◆ **WORK ORDER A**:
Quote the stretch from "If this distribution" through "elk, moose, etc." in the passage on trophy hunting and deer genetics.
◆ **WORK ORDER B**:
Continue the trophy hunting passage from its last sentence.

◆ **EXERCISE PASSAGE**:
_ _ _ _

If the results of this Public Opinion Poll are a reflection of the attitudes of hunters in general, then the majority of the everyday, run of the mill hunter isn’t out in the woods looking only to harvest a “trophy” deer. In support of the trend revealed in this poll, Kantar pointed out the during a 5-year period in Maine (2001-2005) the average percentage of the deer harvest that was made up of yearling deer was 43%. Certainly this is not an indication that hunters are only killing “trophy” animals.

In reference to Mr. Kantar’s comments, he pointed out that skewing the genes of a species like deer would require killing large amounts of mature bucks over a very long period of time before we would see any difference.

If this distribution of hunter perceptions remains the same and our fish and game management biologists are doing a good job, scientifically it appears difficult to turn all our deer into 20-pound weaklings. As you read much of the information to come, you will learn how there are pockets of exceptions and natural influences that give us what might appear to be “unexplained” anomalies in deer, elk, moose, etc.

Late in 2008, Newsweek Magazine published an article called, “It’s Survival of the Weak and Scrawny“. This article was about a study done on Ram Mountain in Canada with bighorn sheep. Even though the scientists who worked the study said it didn’t really prove anything about taking bigger sheep resulting in a “weak and scrawny” batch of sheep, Newsweek instead chose to publish the article making claims that hunting trophy animals weakened the gene pool.

In January 2009 Dr. Valerius Geist, Professor Emeritus of Environmental Science, The University of Calgary, offered his scientific rebuttal to the Newsweek article. Geist’s rebuttal shows the flaws in the Ram Mountain study and chastises Newsweek for publishing incomplete and misleading information leading us to believe the goal was more politically motivated than educational on the part of Newsweek.

For more information on how, if at all, “trophy” hunting disrupts the gene pool, I did an article in January of 2009, called, “Does Trophy Hunting Spoil the Gene Pool?“.

This article is loaded with valuable information including a link to a “Nature” publication on the Ram Mountain Study, along with more scientific facts from Dr. Geist, and from Wayne Heimer, Sheep Biologists for Alaska Department of Fish and Game (1971-1997), Director Foundation for North American Wild Sheep. In addition to Geist and Heimer, you’ll find input from Dr. Charles Kay and many other scientists across the country.

_ _ _ _

◆ **Phrase grounding data**:
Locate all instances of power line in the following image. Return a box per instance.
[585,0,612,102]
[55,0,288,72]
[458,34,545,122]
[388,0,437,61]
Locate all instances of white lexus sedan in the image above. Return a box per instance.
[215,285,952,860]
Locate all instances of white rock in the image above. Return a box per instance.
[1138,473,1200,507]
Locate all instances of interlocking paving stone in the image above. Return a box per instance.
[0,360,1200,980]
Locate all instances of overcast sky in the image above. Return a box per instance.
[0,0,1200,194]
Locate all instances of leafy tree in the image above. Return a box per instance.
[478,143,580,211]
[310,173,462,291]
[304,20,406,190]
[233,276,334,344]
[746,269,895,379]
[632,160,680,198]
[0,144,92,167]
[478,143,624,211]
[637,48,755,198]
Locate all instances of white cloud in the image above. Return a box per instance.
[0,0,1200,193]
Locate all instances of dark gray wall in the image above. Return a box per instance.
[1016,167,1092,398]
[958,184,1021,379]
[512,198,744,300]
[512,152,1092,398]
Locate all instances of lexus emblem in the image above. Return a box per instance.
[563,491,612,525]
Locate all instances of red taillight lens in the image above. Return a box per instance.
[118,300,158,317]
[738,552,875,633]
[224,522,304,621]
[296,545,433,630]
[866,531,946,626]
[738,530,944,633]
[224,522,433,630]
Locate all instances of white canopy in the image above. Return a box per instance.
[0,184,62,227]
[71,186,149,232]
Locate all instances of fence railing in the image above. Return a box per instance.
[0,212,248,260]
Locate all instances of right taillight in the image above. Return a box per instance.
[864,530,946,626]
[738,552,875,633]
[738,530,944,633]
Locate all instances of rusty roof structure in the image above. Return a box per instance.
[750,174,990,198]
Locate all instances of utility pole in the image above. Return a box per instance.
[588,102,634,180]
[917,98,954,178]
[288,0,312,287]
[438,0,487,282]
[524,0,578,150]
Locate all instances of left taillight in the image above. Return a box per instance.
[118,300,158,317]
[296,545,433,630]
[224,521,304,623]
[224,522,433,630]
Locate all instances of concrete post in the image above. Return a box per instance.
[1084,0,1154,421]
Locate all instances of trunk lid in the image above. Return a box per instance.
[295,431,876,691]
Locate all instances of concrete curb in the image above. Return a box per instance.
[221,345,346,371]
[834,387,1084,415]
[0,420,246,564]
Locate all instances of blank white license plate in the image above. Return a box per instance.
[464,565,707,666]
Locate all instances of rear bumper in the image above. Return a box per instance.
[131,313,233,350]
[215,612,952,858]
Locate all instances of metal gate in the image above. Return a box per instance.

_ _ _ _

◆ **ANSWER SECTION A**:
If this distribution of hunter perceptions remains the same and our fish and game management biologists are doing a good job, scientifically it appears difficult to turn all our deer into 20-pound weaklings. As you read much of the information to come, you will learn how there are pockets of exceptions and natural influences that give us what might appear to be “unexplained” anomalies in deer, elk, moose, etc.

◆ **ANSWER SECTION B**:
The last link I’ll give you kind of pulls all this information together into one article that I hope helps explain how flawed studies can produced flawed results and that sometimes when certain topics are political, scientific academic is left behind in favor of selling newspapers.

The human being is a highly educated creature that has the capability to manipulate science in order to produce certain results. It certainly can be said that it is highly possible to destroy the gene pool of deer or other species. It is however, just as highly unlikely that with the implementation of the North American Model of Wildlife Conservation, gene pools aren’t being destroyed. Are there pockets of exceptions? Yes, there are and from these we must learn.

Dr. Geist shows us that if it were determined that a specific area became skewed genetically, it can be reversed, as studies have shown.

So, why do certain areas of your state or this country, traditionally produce “trophy” game? Is it good management? Is it because too few hunters take “trophy” game? Is it habitat? Food quality? Unusual levels of certain minerals that make for bigger antlers? Are our biggest bodied, biggest antlered deer the strongest of the species? Are they the only ones that mate with the females to always give us “trophy” animals?

You can find answers to these questions by taking the time and researching the links I’ve provide for you.

I’ll leave you with a question that was asked of Dr. Geist: If hunting “trophy” game over the years is leaving us with a “weak and scrawny” population of game, we do we continue to see year after year trophy records being broken?